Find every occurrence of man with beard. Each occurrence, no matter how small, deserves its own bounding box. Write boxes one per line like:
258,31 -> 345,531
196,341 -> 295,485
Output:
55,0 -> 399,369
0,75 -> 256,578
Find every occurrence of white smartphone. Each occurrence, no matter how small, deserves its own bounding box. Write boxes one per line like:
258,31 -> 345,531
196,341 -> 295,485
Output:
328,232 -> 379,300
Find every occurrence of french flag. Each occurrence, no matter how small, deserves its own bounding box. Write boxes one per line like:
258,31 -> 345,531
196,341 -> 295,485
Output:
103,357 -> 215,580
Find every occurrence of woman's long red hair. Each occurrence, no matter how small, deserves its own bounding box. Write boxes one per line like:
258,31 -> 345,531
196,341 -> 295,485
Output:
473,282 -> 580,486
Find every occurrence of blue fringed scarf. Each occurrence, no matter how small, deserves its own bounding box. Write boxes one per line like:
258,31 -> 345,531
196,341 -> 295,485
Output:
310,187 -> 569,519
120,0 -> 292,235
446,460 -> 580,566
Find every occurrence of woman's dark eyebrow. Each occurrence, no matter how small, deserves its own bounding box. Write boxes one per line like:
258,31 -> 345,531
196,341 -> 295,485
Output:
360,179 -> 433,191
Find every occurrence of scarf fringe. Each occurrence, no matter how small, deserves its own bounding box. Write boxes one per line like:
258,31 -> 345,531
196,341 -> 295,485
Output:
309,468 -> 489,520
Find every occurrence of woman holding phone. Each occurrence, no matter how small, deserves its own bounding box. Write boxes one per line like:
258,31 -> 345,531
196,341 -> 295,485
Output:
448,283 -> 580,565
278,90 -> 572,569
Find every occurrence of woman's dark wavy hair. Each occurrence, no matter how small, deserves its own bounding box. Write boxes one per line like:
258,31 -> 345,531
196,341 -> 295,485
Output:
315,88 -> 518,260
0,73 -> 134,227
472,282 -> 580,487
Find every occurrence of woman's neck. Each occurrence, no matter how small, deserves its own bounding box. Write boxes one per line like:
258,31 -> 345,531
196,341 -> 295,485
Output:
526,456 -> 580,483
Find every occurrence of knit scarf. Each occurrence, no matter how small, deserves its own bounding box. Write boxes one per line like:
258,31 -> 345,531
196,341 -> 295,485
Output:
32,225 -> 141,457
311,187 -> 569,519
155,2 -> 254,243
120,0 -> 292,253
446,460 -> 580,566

## Task statement
Copy the stretch from the line containing "Find every occurrence of white" through the line containing "103,357 -> 215,580", swapping "white smartphone" for "black smartphone" and keeping everything else the same.

## In response
Find every occurrence of black smartphone. Each occurrence, no matter how small, deserves its own bounding box. Write boxes one per line like:
258,31 -> 345,531
196,341 -> 295,485
Output:
328,232 -> 379,300
Find every occurrence of french flag. Each occurrence, no matter how small, deserves its own bounding box. Write boxes one per line like:
258,31 -> 345,531
196,341 -> 295,485
Output:
103,357 -> 215,580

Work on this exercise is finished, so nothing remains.